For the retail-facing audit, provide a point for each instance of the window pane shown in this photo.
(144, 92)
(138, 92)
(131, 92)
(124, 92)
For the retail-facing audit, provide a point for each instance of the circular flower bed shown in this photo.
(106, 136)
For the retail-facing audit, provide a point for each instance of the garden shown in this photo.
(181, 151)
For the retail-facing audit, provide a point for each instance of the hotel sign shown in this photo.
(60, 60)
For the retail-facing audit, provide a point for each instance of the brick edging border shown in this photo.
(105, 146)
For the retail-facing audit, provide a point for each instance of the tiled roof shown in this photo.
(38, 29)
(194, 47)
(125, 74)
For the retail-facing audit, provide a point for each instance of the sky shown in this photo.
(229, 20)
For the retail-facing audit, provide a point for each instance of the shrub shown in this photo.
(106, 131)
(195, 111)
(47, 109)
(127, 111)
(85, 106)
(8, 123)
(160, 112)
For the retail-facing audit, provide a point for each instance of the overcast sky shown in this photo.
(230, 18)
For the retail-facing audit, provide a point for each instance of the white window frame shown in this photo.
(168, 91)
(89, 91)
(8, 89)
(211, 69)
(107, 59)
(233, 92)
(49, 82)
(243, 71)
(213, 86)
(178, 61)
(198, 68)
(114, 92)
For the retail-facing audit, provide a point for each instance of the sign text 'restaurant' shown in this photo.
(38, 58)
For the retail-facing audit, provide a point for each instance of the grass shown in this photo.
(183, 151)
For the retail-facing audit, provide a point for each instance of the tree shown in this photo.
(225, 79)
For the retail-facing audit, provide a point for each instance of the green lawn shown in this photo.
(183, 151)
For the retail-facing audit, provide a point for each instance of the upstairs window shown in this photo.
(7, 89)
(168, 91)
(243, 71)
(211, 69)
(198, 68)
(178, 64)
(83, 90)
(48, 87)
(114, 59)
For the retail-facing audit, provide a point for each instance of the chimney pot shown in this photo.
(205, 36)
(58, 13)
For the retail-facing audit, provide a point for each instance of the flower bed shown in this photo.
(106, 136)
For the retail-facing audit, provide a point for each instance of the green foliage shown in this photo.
###
§ **Your goal**:
Everything from the line holding "window shown in this photo." through the final line of the material must be given again exactly, and nothing outside that stretch.

§ **Exercise result**:
For the retail-facing audit, provide a point for each instance of the upstairs window shown in this photo.
(7, 89)
(168, 91)
(243, 71)
(211, 69)
(198, 68)
(178, 64)
(83, 90)
(48, 87)
(114, 59)
For the retail-facing audit, provide a point for each instance of the chimney pot shown in this photo.
(205, 36)
(58, 13)
For the retail-facing audit, provide a point for each instance of the flower bed shown in this photo.
(106, 136)
For the retail-facing audit, provide a point for each instance of the green foliage shown in this photo.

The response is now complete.